=== Text for analysis ===
- Opening Delimiter -

The cuckoo is slightly smaller than a woodpigeon. The plumage of the head, neck and back of the cuckoos is grey. Its belly is white with black markings. It has a yellow ring around the eyes and yellow feet. In flight, the cuckoo looks like the sparrow hawk.

Of all the world’s cuckoo species, 58% are parental birds, and 42% are so-called brood parasites. They do not raise their own young but lay an egg in the nest of host parents like the dunnock, meadow pipit or reed warbler. Each female cuckoo prefers one kind of host species. Every year they lay an egg that mimics the host parent eggs. For example, some cuckoos lay brown and spotted eggs if they prefer the meadow pipit as a host, some lay green and spotted eggs if they always choose reed warblers as a host, or plain blue for redstart etc.

Only the males call out the familiar ‘cuck-oo’ call to attract a mate. Females are reported to make a bubbling sound.
Cuckoos migrate every year to central and southern Africa for the winter. They leave in August and make an incredible 7000-kilometre journey to the south. This migration is quite amazing if you realise that fledgeling cuckoos have no parents to teach them where to go and how to get there. Nature can be truly remarkable!

If you want to learn more about the cuckoo you can read: “Cuckoo: Cheating by Nature” by Nick Davies

St Patrick’s Cabbage - Saxifrage spathularis - Cabáiste mhadra rua
The St Patrick’s Cabbage plant is an evergreen perennial that likes to grow on shaded rocky outcrops. It has leathery leaves with a serrated edge and flowers between May and August. This year we have found the St Patrick’s plant flowering in April. The pretty white flowers have five petals with pink and yellow spots.

The St Patrick’s Cabbage is part of the Lusitanian Flora: a group of 15 species that only grow on the west coast of Ireland and the Iberian Peninsula (Spain and Portugal). It is still a mystery how this geographical distribution came about and why these species do not grow in Britain or France.

Primrose – Sabhaircín – Primula vulgaris
“Primula” means “first”, it is after all one of our first wildflowers to mark the start of Spring

Wood-sorrel – Seamsóg – Oxalis acetosella
This dainty woodland flower is also called Wood Shamrock due to the similar leaf shape

Common Hair Cap Moss – Polytrichum commune
This pretty moss can be found growing in clumps on acidic, boggy soil

Hoverflies – Syrphidae family
I always enjoy listening to Anja Murray’s “Nature files”, Saturday morning, Lyric FM. She regals us at breakfast with wonderful, insightful information about the Irish flora and fauna. A few weeks ago, she had a piece about hoverflies that made me want to investigate “Kylemore’s hoverflies”.

- Closing Delimiter -

[Saved data entries]
- Opening Delimiter -

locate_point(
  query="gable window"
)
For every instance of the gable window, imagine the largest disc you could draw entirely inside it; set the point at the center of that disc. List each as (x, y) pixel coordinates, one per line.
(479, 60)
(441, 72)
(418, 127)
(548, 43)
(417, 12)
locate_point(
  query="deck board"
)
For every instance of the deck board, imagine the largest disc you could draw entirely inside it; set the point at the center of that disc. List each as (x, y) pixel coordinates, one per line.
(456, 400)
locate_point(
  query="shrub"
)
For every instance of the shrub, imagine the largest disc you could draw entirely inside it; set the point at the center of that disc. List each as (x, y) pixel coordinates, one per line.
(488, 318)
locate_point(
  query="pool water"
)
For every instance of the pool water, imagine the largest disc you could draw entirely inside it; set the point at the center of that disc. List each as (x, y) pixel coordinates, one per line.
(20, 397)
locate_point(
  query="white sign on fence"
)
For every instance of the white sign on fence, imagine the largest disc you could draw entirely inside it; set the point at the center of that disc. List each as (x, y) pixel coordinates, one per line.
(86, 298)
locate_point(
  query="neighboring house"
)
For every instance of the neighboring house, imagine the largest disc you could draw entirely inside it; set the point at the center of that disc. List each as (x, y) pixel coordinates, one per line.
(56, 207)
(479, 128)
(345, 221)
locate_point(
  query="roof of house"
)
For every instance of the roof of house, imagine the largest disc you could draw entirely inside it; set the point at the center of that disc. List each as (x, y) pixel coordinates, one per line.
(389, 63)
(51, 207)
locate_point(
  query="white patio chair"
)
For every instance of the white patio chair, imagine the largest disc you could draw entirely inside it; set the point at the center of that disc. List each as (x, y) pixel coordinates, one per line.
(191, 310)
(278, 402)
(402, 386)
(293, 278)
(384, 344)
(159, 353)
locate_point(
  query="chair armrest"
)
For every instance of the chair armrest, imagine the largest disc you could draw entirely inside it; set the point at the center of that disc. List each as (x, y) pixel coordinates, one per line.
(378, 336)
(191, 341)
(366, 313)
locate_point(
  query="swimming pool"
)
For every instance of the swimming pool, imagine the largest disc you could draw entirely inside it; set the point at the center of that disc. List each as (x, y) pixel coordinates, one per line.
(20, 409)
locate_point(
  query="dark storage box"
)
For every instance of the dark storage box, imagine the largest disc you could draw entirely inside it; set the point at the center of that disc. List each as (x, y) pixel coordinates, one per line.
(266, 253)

- Closing Delimiter -

=== Activity list ===
A) According to the wildlife notes, where do cuckoos migrate for the winter?
B) Restate the part of the wildlife notes starting at "The cuckoo is" and ending at "the sparrow hawk.", with "woodpigeon" replaced by "rock dove".
C) Carry the wildlife notes on past their last sentence.

=== Results for the exercise ===
A) Central and southern Africa.

B)
The cuckoo is slightly smaller than a rock dove. The plumage of the head, neck and back of the cuckoos is grey. Its belly is white with black markings. It has a yellow ring around the eyes and yellow feet. In flight, the cuckoo looks like the sparrow hawk.

C)
Hoverflies belong to the true flies order. They are also called “flower flies” as they feed on nectar and pollen. There are 180 Irish species of hoverflies. Many of them mimic bees, bumblebees, and wasps to fool predators. Sometimes the mimicry is so good that it is difficult to distinguish them. The main differences are that hoverflies don’t sting, their eyes are much bigger, they only have one pair of wings, and their antae are small. Hoverfly larvae are a gardener’s best friend as some species are avid aphid eaters. After metamorphoses, hoverflies are important flower pollinators in our ecosystem. Here are 8 species of hoverflies I caught on camera; only 172 to go…

Meadowsweet - Filipendula ulmaria - Airgead luachra (Silver rushes)
In the middle of the summer the Connemara lanes are lined with a cloud of white-cream meadowsweet. On the estate you will find meadowsweet on the shore of Maladrolaun lake on the way to the Victorian Walled Garden.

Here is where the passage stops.